→ **EXERCISE PASSAGE**
┌──

Greenback Rebounds from 6-Week Low

The U.S Dollar rose against most other major currencies Tuesday, as comments by Ben Bernanke eased concerns that policy-makers won't act decisively to head off inflation spawned by efforts to counter the credit crisis. The Federal Reserve Board chairman's testimony was favorable for the USD, as his assessment on the U.S. economy revived the greenback's safe-haven appeal.

USD - Dollar Rises on Increased Risk Aversion

The U.S. Dollar rebounded while U.S. stocks retreated yesterday after initial gains were overshadowed by cautious outlooks on the economy from corporate executives and Federal Reserve Board Chairman Ben Bernanke. As a result, the USD finished yesterday trading session 100 pips higher against the GBP at the1.6410 level. The greenback also saw bullishness against the EUR and closed at 1.4175.

U.S. government debt prices rose sharply on Bernanke's comments that an easy money policy would likely be needed for an extended period. Moreover, risk appetite had increased in the past few days after stronger-than-expected U.S. corporate earnings. The latest to report higher-than-expected quarterly results was manufacturer and Dow component Caterpillar Inc. yesterday.

Looking ahead to today, the most important economic indicator scheduled to be released from the U.S. is the Crude Oil Inventories report at 14:30 GMT. Traders will be paying close attention to today's announcement as it has the potential to boost the USD in the short-term. Traders are also advised to follow Federal Reserve Board Chairman Ben Bernanke's testimony at around 14:00 GMT. This testimony is very important as it is very likely to impact the Dollar's volatility. Traders are advised to watch closely, as this is likely to set the pace of the USD going into the rest of the week's trading.

└──

Segmentation mask data
┌──

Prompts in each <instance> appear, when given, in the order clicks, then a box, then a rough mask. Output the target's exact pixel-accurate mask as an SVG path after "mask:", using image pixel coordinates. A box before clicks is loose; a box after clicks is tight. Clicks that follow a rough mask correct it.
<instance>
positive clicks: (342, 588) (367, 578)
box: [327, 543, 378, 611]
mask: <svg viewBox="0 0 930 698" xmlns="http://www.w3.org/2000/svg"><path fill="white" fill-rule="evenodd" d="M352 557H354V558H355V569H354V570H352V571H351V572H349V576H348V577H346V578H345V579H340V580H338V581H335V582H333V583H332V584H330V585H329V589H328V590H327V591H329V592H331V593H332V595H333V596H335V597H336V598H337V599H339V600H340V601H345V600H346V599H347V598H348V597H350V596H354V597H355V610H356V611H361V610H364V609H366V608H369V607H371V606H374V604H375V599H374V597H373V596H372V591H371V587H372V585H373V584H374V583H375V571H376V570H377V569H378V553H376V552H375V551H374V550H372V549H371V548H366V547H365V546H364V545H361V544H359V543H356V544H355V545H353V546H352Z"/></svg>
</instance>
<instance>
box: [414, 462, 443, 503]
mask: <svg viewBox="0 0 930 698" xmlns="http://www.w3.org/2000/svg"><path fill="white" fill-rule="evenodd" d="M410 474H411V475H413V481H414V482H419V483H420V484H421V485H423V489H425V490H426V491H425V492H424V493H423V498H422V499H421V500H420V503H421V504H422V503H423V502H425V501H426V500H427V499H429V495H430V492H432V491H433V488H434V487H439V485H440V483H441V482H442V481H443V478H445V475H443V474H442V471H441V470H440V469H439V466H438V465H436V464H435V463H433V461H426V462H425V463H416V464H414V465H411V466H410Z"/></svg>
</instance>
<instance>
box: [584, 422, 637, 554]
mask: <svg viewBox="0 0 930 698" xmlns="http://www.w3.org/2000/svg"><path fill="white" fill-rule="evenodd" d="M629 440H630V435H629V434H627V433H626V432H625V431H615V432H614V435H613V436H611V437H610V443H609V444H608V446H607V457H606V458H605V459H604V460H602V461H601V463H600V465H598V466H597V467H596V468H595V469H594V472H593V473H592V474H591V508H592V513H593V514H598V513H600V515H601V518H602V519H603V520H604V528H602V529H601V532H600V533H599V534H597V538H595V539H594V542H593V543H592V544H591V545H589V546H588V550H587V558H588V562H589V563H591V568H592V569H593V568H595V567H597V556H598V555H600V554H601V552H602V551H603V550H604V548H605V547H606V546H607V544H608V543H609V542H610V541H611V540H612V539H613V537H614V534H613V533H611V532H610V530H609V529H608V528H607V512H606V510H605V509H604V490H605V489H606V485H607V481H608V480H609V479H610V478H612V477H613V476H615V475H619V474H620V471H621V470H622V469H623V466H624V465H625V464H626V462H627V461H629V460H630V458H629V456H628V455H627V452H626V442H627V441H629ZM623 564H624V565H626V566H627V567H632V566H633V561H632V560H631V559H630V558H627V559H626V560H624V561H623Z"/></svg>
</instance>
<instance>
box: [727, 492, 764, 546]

└──

→ **QUESTIONS ON THE MATERIAL**
A - In the dollar market report, render this sentence in Spanish: "U.S. government debt prices rose sharply on Bernanke's comments that an easy money policy would likely be needed for an extended period."
B - Proceed with the dollar market report, picking up after its last sentence.

→ **ANSWERS FOR THE TASKS**
A - Los precios de la deuda pública estadounidense subieron con fuerza tras los comentarios de Bernanke de que probablemente se necesitaría una política monetaria laxa durante un período prolongado.

B -
EUR - EUR and GBP Erase Gaines on all Fronts

The EUR weakened against most of its major currency rivals yesterday on concerns CIT Group Inc. may file for bankruptcy, renewing demand for a refuge. By yesterday's close, the EUR fell against the JPY, pushing the oft-traded currency pair to 133.17. The EUR experienced similar behavior against the CHF and closed at 1.5160.

The British Pound also fell against the U.S Dollar as a report showed the U.K budget deficit climbed in June to the highest per month since records began in 1993, fueling concern the government will struggle to find buyers for its assets. The drop pushed the GBP down from near the highest level this month against the Dollar. The budget shortfall rose to 13 billion Pounds from 7.5 billion a year earlier. Gilts reversed earlier declines after Federal Reserve Board Chairman Ben S. Bernanke told Congress that policy makers will keep Interest Rates “exceptionally low.”

Today, there is plenty of economic news coming from the Euro-Zone that will determine the GBP and EUR levels by the end of today's trading. From the Euro-Zone, there are the European Industrial New Orders, and French Consumer Spending figures. From Britain, the most important news will be the MPC Meeting Minutes and CBI Industrial Order Expectations figures. All these news events will be important in helping set the strength of the GBP and EUR in this week's trading.

JPY - Yen Strengthens on Bernanke Testimony

Japan's currency rose against most of its major counterparts after Bernanke mentioned that at some point the Fed “will need to tighten monetary policy” to counter the emergence of an inflationary problem. The Yen also advanced from near a 2 week low against the U.S dollar on speculation Japanese exporters bought the currency after its 1.8% decline last week.

Traders today have very little fundamental news emanating from Japan as the only indicator being released is the trade balance report. Analysts forecast the figure to increase from its previous reading. This indicator typically generates small amounts of volatility. However, the USD and the GBP appear to be clutching the reins of today's market. Traders would be wise to note its future direction as it usually carries a heavy impact on the other currencies.

Crude Oil - Oil Stabilizes after Steady Appreciation

Crude Oil slid down slightly, to just above $65 a barrel, on Wednesday, after data showing an unexpected rise in U.S. crude stocks underscored worries about persistently weak demand from the world's top oil user. The U.S. crude oil stockpiles rose unexpectedly last week as domestic refining activity slumped, the American Petroleum Institute (API) said on Tuesday. However, firm equity markets and a weak Dollar could lend some support to Oil, analysts say.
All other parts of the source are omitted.